[Directions]:
Filter the items below, keeping every line that contains the string "blurred", and copy those lines out. Case counts.

[Records from a collection]:
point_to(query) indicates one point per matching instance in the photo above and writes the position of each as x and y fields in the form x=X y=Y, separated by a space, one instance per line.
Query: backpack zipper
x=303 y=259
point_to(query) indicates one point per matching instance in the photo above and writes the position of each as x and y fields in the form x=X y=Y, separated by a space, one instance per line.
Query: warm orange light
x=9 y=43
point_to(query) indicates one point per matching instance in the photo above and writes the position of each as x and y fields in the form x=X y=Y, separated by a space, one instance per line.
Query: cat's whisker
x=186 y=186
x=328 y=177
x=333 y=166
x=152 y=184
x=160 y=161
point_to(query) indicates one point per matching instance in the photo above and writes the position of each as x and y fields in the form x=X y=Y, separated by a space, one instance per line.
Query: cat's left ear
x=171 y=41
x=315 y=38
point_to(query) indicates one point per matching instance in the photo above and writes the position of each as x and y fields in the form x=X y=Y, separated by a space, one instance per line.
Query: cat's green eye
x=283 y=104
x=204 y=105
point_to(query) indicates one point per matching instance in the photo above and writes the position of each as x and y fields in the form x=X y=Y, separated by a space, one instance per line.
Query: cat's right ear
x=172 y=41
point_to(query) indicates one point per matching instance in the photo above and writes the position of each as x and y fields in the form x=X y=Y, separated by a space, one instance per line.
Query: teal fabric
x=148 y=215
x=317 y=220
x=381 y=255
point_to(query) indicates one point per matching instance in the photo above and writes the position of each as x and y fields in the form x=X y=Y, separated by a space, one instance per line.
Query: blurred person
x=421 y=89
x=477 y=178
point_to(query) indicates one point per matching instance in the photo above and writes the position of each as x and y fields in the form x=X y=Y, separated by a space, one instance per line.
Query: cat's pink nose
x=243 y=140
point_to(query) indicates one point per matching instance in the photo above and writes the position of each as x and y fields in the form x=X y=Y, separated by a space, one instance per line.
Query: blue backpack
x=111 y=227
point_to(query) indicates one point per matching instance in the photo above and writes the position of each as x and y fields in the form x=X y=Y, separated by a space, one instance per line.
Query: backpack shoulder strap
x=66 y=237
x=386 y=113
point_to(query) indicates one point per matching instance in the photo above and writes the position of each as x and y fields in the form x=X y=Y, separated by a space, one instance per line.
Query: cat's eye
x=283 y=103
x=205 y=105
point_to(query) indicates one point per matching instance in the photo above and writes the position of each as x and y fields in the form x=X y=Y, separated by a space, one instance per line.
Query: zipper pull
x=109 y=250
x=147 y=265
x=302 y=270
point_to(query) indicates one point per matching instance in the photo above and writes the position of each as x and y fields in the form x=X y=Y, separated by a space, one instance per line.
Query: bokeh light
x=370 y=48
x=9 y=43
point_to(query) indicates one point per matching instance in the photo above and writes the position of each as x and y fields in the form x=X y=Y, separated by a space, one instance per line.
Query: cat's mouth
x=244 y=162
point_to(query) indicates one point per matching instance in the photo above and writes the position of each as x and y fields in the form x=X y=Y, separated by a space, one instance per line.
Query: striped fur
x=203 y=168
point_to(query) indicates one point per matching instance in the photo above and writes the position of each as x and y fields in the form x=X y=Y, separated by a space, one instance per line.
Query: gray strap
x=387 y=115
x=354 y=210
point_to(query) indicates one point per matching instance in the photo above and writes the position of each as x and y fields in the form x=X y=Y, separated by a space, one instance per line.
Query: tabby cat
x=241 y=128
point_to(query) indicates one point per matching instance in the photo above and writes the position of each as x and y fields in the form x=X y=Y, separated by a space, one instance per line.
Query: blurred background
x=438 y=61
==
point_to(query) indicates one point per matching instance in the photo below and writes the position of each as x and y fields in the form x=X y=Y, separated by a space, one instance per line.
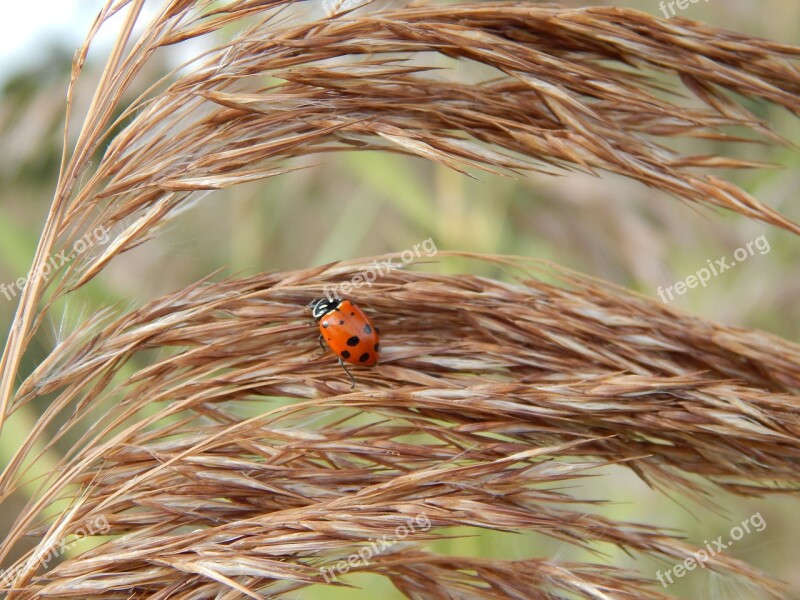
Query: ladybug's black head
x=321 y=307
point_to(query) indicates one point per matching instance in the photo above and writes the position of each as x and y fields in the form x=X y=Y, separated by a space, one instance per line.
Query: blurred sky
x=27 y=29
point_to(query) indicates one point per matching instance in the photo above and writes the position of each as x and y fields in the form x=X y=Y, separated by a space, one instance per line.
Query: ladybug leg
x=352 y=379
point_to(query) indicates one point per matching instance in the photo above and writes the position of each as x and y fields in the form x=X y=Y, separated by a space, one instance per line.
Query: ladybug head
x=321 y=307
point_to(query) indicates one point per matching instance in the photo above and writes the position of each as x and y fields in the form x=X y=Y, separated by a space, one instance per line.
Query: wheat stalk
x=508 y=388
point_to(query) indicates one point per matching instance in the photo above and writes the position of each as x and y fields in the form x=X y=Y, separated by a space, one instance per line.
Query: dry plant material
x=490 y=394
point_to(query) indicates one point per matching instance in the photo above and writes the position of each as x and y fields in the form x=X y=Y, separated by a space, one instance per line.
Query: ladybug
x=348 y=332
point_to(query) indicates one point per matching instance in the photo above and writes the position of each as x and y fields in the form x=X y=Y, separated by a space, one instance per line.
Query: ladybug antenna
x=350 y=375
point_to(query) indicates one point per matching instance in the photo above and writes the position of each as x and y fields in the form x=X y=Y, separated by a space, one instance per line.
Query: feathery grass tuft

[Correct answer]:
Query: blurred person
Query: blurred background
Query: blurred sky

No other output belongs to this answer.